▽

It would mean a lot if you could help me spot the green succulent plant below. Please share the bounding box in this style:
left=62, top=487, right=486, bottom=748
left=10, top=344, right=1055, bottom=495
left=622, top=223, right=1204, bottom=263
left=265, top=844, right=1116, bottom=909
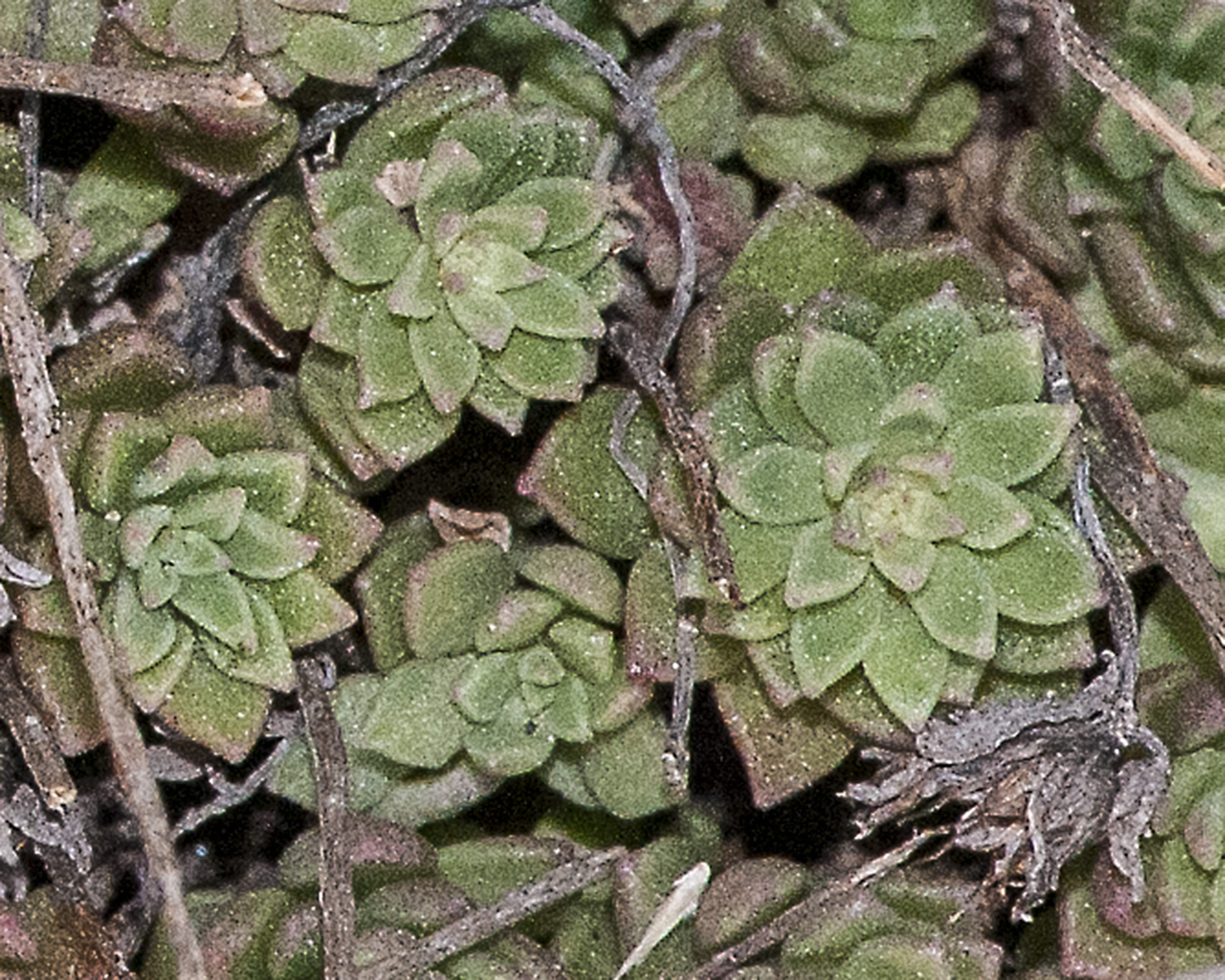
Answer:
left=18, top=388, right=380, bottom=758
left=659, top=0, right=987, bottom=187
left=268, top=514, right=671, bottom=823
left=707, top=283, right=1098, bottom=728
left=116, top=0, right=439, bottom=87
left=247, top=70, right=622, bottom=478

△

With the pictures omitted, reproduce the records in full and exactly.

It would mean a lot if you could help me spot the green succulent plant below. Please share the bounding box in this style:
left=62, top=487, right=486, bottom=748
left=10, top=344, right=1055, bottom=495
left=622, top=223, right=1204, bottom=263
left=265, top=844, right=1116, bottom=909
Answer:
left=18, top=388, right=380, bottom=758
left=659, top=0, right=987, bottom=187
left=268, top=514, right=671, bottom=823
left=707, top=283, right=1098, bottom=728
left=116, top=0, right=439, bottom=87
left=247, top=70, right=622, bottom=478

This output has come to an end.